_Directions for this task_
Could you copy every row below word for word, leaving the pictures out of your copy?

** begin Data supplied **

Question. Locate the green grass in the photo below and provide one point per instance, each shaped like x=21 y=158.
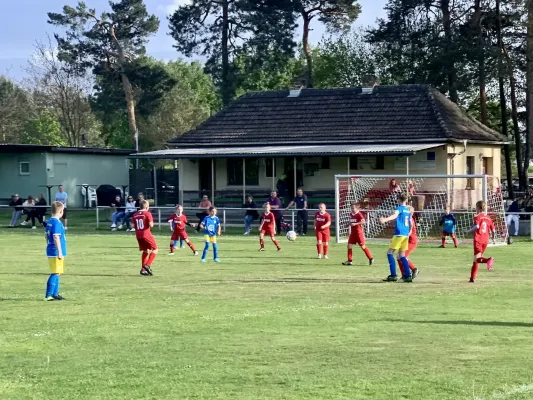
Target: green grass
x=261 y=325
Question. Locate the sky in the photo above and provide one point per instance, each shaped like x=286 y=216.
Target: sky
x=25 y=21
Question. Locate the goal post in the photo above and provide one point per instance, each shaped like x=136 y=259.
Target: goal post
x=428 y=194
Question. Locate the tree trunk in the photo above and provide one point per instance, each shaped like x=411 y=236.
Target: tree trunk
x=451 y=73
x=529 y=87
x=503 y=103
x=307 y=50
x=225 y=84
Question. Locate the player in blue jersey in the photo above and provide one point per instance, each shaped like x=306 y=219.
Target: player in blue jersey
x=56 y=251
x=400 y=240
x=211 y=227
x=448 y=224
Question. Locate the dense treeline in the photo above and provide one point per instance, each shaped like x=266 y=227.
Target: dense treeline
x=94 y=83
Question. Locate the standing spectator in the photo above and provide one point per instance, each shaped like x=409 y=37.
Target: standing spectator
x=302 y=216
x=28 y=209
x=204 y=206
x=16 y=202
x=38 y=212
x=131 y=208
x=118 y=214
x=251 y=214
x=275 y=205
x=512 y=216
x=62 y=197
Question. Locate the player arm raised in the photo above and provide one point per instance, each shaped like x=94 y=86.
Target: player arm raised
x=384 y=220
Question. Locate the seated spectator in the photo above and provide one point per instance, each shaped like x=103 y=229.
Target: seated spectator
x=27 y=209
x=205 y=204
x=131 y=208
x=251 y=214
x=118 y=214
x=38 y=212
x=16 y=202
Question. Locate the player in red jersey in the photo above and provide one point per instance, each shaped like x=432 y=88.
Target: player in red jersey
x=483 y=229
x=322 y=224
x=143 y=222
x=356 y=234
x=178 y=221
x=267 y=227
x=413 y=243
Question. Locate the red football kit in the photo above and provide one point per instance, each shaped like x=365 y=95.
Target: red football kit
x=141 y=222
x=484 y=226
x=357 y=235
x=321 y=220
x=269 y=224
x=179 y=226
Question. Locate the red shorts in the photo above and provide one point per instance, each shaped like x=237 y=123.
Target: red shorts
x=480 y=247
x=179 y=235
x=268 y=232
x=356 y=239
x=323 y=236
x=412 y=246
x=147 y=243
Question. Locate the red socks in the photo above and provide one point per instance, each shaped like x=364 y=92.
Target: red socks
x=473 y=272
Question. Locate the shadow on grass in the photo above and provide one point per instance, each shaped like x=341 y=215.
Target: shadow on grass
x=474 y=323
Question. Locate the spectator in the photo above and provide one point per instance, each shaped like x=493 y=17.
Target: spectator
x=62 y=197
x=38 y=212
x=251 y=214
x=302 y=216
x=205 y=204
x=275 y=205
x=28 y=205
x=131 y=208
x=16 y=203
x=512 y=216
x=118 y=214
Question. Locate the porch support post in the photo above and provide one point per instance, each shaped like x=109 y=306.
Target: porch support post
x=213 y=181
x=244 y=180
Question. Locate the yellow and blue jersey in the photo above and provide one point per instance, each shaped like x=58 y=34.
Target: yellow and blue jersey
x=211 y=225
x=54 y=227
x=403 y=221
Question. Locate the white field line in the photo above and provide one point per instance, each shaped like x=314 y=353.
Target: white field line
x=506 y=394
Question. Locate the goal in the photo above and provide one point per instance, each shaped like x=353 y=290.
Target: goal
x=428 y=194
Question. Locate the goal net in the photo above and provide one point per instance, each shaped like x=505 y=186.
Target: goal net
x=428 y=194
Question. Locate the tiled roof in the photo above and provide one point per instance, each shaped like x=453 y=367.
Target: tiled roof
x=404 y=113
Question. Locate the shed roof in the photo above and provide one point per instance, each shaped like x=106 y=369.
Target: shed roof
x=389 y=114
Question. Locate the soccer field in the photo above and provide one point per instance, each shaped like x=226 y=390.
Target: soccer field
x=262 y=325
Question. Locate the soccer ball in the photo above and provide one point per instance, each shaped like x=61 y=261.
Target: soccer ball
x=291 y=235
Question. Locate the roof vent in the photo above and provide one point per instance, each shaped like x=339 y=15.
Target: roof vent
x=369 y=83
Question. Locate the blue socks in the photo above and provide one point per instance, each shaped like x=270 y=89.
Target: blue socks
x=52 y=285
x=405 y=263
x=392 y=264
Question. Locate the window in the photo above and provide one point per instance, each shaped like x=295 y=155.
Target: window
x=24 y=168
x=234 y=171
x=269 y=162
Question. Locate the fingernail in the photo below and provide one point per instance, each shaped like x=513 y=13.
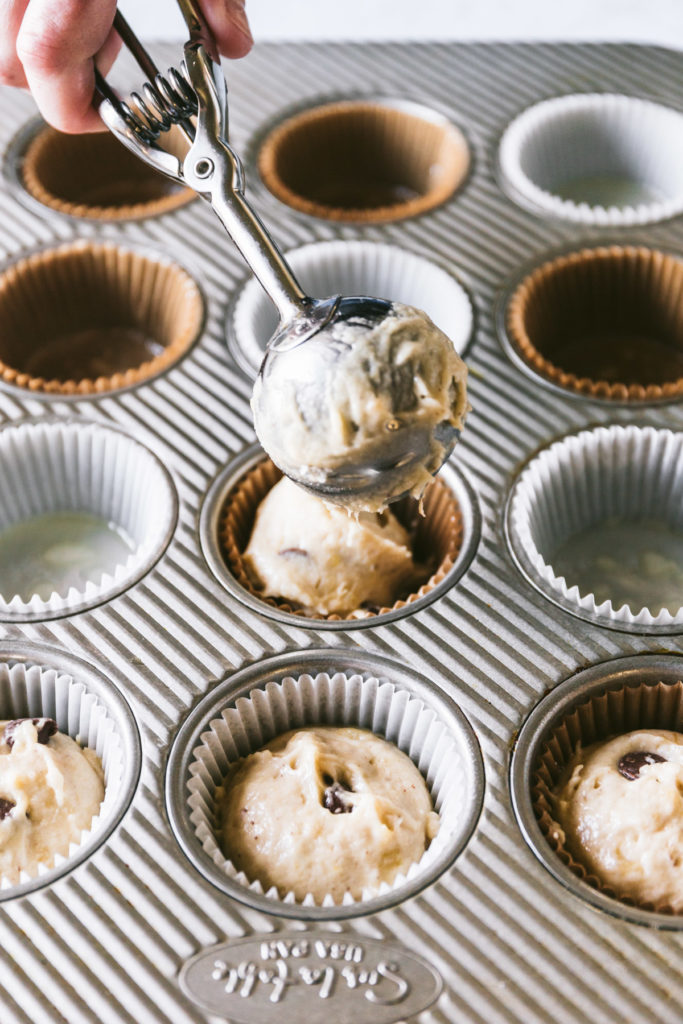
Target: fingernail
x=241 y=22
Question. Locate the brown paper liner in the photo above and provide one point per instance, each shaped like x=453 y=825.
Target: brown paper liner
x=90 y=317
x=437 y=536
x=600 y=718
x=95 y=176
x=363 y=162
x=605 y=323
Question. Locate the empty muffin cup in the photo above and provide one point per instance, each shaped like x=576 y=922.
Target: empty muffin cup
x=84 y=512
x=603 y=323
x=356 y=267
x=88 y=317
x=240 y=719
x=36 y=682
x=595 y=522
x=96 y=177
x=599 y=704
x=596 y=159
x=368 y=161
x=442 y=542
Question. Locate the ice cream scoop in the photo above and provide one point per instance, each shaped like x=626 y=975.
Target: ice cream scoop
x=345 y=402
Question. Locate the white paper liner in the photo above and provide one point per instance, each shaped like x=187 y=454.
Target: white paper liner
x=341 y=700
x=617 y=471
x=35 y=691
x=597 y=136
x=84 y=467
x=357 y=267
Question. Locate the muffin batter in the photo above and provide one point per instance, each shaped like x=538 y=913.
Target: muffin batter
x=325 y=811
x=392 y=393
x=621 y=815
x=50 y=790
x=324 y=560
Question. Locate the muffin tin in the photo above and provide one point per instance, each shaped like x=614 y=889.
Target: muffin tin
x=132 y=931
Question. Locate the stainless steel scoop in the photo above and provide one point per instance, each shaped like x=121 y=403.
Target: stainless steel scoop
x=305 y=346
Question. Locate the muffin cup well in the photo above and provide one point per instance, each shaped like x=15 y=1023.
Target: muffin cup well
x=596 y=159
x=370 y=161
x=613 y=473
x=88 y=317
x=39 y=682
x=51 y=466
x=94 y=176
x=266 y=700
x=604 y=700
x=603 y=323
x=353 y=267
x=447 y=536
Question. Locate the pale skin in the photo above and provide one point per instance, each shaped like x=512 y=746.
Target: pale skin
x=51 y=47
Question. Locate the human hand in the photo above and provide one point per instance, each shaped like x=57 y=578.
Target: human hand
x=51 y=46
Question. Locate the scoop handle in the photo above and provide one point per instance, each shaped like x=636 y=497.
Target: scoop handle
x=213 y=169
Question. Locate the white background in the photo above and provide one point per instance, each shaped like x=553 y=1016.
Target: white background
x=617 y=20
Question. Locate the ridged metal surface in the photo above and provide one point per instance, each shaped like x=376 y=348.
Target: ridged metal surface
x=107 y=942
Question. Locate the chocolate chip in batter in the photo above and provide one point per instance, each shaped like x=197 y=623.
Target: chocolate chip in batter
x=334 y=800
x=630 y=764
x=6 y=807
x=46 y=727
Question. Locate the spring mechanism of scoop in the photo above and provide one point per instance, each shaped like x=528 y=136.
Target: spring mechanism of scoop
x=161 y=103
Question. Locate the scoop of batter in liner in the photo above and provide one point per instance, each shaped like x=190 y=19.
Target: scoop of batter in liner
x=620 y=813
x=327 y=811
x=325 y=561
x=50 y=790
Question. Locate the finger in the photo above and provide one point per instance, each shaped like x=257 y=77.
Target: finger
x=227 y=20
x=56 y=44
x=11 y=13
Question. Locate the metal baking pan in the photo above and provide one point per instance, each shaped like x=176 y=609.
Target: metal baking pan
x=497 y=939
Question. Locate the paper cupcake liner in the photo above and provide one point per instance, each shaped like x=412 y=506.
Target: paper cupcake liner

** end Data supplied **

_Solution for this problem_
Question. Locate the green grass in the photo below and provide one point per instance, each shaped like x=21 y=158.
Target: green grass
x=261 y=325
Question. Locate the sky in the photo above and provide one point per instance, each shaped like x=286 y=216.
Target: sky
x=25 y=21
Question. Locate the goal post in the photo above and provide one point per instance, each shaped like x=136 y=259.
Target: goal post
x=428 y=194
Question. Locate the tree trunk in the photo above and provide one point per instance, each shaped like x=411 y=236.
Target: tree trunk
x=451 y=73
x=529 y=87
x=503 y=103
x=307 y=50
x=225 y=84
Question. Locate the player in blue jersey in the photo above and provide one point per instance, each shaped like x=306 y=219.
Target: player in blue jersey
x=56 y=251
x=400 y=240
x=211 y=227
x=448 y=224
Question. Locate the dense treeline in the photo above and provide one point per instance, each shaped like x=266 y=227.
Target: dense treeline
x=94 y=83
Question. Locate the standing spectator in the photo above and provide one point per instance, each shaped like x=409 y=37.
Target: standing spectator
x=302 y=216
x=28 y=209
x=204 y=206
x=16 y=202
x=38 y=212
x=131 y=208
x=118 y=214
x=251 y=214
x=275 y=205
x=512 y=216
x=62 y=197
Question. Locate the player arm raised in the photo above and provide one point per instance, each shaped like x=94 y=86.
Target: player arm raised
x=384 y=220
Question. Locate the seated spectator in the photo above and provide one point per instance, each shaped like x=103 y=229.
Target: seated spectator
x=27 y=209
x=205 y=204
x=131 y=208
x=251 y=214
x=118 y=214
x=38 y=212
x=16 y=202
Question. Locate the player in red jersey in the photo above and provide one point per instance, each shaped like x=432 y=88.
Target: player in red jersey
x=483 y=229
x=322 y=224
x=143 y=222
x=356 y=234
x=178 y=221
x=267 y=227
x=413 y=243
Question. Locate the red football kit in the photo above and provide one point per instance, each shaped like x=365 y=95.
Target: red football kit
x=141 y=222
x=484 y=226
x=357 y=235
x=321 y=220
x=269 y=224
x=179 y=226
Question. Locate the red shorts in the photo above and provide one point per instance, each shaped like x=237 y=123.
Target: red shorts
x=480 y=247
x=179 y=235
x=268 y=232
x=356 y=239
x=323 y=236
x=412 y=246
x=147 y=243
Question. Locate the red socks in the photo above and provide one point per instance, each shaped like x=364 y=92.
Target: red socks
x=473 y=272
Question. Locate the shadow on grass in the photo above and provide one point per instance, each shaped like x=341 y=215.
Target: shadow on grass
x=474 y=323
Question. Locate the spectator in the photo above and provide one point per instance, each shaped like x=493 y=17.
Target: spectator
x=62 y=197
x=38 y=212
x=251 y=214
x=302 y=216
x=205 y=204
x=275 y=205
x=28 y=205
x=131 y=208
x=16 y=203
x=512 y=216
x=118 y=214
Question. Locate the porch support post in the photo above and provide one point per instance, each shaped like x=109 y=306.
Target: porch support post
x=213 y=181
x=244 y=180
Question. Locate the yellow and blue jersey in the photo above and provide one point per instance, each shaped like x=58 y=34.
Target: yellow and blue jersey
x=211 y=225
x=54 y=227
x=403 y=221
Question. Locate the white field line in the photo above and provide one point per instance, each shaped like x=314 y=353.
Target: white field line
x=506 y=394
Question. Locate the goal in the photo above and provide one point per instance, each shaped like x=353 y=290.
Target: goal
x=428 y=194
Question. Locate the goal net in the photo above and provide one point per instance, each shaped like x=505 y=186.
Target: goal net
x=428 y=194
Question. Locate the tiled roof in the photo above and provide one point per instance, each shaped like x=453 y=367.
Target: tiled roof
x=404 y=113
Question. Locate the shed roof in the photo above and provide one point per instance, each shaped like x=106 y=369.
Target: shed roof
x=389 y=114
Question. Locate the soccer field in the photo above and provide one point per instance, each shaped like x=226 y=390.
Target: soccer field
x=262 y=325
Question. Locate the soccer ball in the photo above and provide one point per instance, each shaped like x=61 y=261.
Target: soccer ball
x=291 y=235
Question. Locate the roof vent in the photo above and provide one point per instance, each shaped like x=339 y=15.
Target: roof vent
x=369 y=83
Question. Locate the blue socks in the photo above and provide one point per instance, each shaped like x=270 y=89.
Target: blue socks
x=52 y=285
x=405 y=263
x=392 y=264
Question. Locate the window in the photo above and provide one point per instance, each shaped like x=295 y=155.
Target: window
x=24 y=168
x=234 y=171
x=269 y=162
Question. Locate the fingernail in the photo below and provide one point per instance, each shaped like x=513 y=13.
Target: fingernail
x=241 y=22
Question. Locate the brown paper liner in the photo above and provide one point per instance, each shaped like x=453 y=825.
Target: brown paper liner
x=90 y=317
x=437 y=536
x=600 y=718
x=95 y=176
x=363 y=162
x=605 y=323
Question. Locate the empty muffin cup in the photo above and provide one point per instance, each shaped like x=576 y=922.
Target: empty muffin cup
x=84 y=512
x=603 y=323
x=356 y=267
x=88 y=317
x=240 y=719
x=36 y=682
x=595 y=522
x=96 y=177
x=599 y=704
x=596 y=159
x=368 y=161
x=442 y=542
Question. Locate the ice cream scoop in the photo above and provide one point per instance, each shaped like x=626 y=975.
Target: ice cream scoop
x=345 y=402
Question. Locate the white paper liner in the photo above and provide one point per instance, each shaped like x=187 y=454.
Target: white paper liner
x=341 y=700
x=617 y=471
x=35 y=691
x=597 y=136
x=84 y=467
x=357 y=267
Question. Locate the muffin batter in the photo above and provide one point per instance, each shaped like x=538 y=913.
Target: muffin batter
x=325 y=811
x=392 y=393
x=621 y=815
x=50 y=790
x=324 y=560
Question. Locate the muffin tin in the photo above and provide one point per instance, each shaped like x=614 y=889.
Target: muffin tin
x=132 y=931
Question. Locate the stainless steel scoop in the photo above and provide one point per instance, each shaped like x=121 y=403.
Target: stainless steel scoop
x=305 y=346
Question. Locate the muffin cup well in the photo above and provide one point per instance, each shaped like x=15 y=1023.
Target: muffin cup well
x=596 y=159
x=370 y=161
x=613 y=473
x=88 y=317
x=39 y=682
x=51 y=466
x=94 y=176
x=266 y=700
x=604 y=700
x=603 y=323
x=353 y=267
x=447 y=536
Question. Locate the pale skin in the photo above and provide one point per instance, each shaped like x=512 y=746.
Target: pale skin
x=51 y=47
Question. Locate the human hand in the photo above and provide one point per instance, each shaped like x=57 y=578.
Target: human hand
x=51 y=46
Question. Locate the scoop handle in the photo above and provide one point per instance, each shaped like x=636 y=497.
Target: scoop handle
x=213 y=169
Question. Locate the white background in the photo above and provide one point per instance, each shaped like x=553 y=1016.
Target: white background
x=617 y=20
Question. Locate the ridged metal surface in the photo above and provide one point per instance, each shaped like x=376 y=348.
Target: ridged metal surface
x=107 y=942
Question. Locate the chocolate chip in batter in the photo above and provide one point per instance, each shaped like x=197 y=623.
Target: chocolate chip in batter
x=334 y=800
x=630 y=764
x=6 y=807
x=46 y=727
Question. Locate the spring mechanism of scoop in the photo above and provide one point per instance, each shaped like x=528 y=136.
Target: spring mechanism of scoop
x=161 y=103
Question. Locate the scoop of batter in liner in the photo above and provide one point per instance, each shaped like x=190 y=19.
Target: scoop of batter in liner
x=620 y=813
x=327 y=811
x=325 y=561
x=50 y=790
Question. Locate the finger in the photo above and provide one point per instance, each shaped like x=257 y=77.
Target: finger
x=227 y=20
x=56 y=44
x=11 y=13
Question. Locate the metal baking pan in the photo above and provide one point per instance, each shaped like x=176 y=609.
Target: metal baking pan
x=497 y=939
Question. Locate the paper cupcake liner in the photo above and provide one point per instance, each shaped like x=412 y=506.
Target: paper cupcake liner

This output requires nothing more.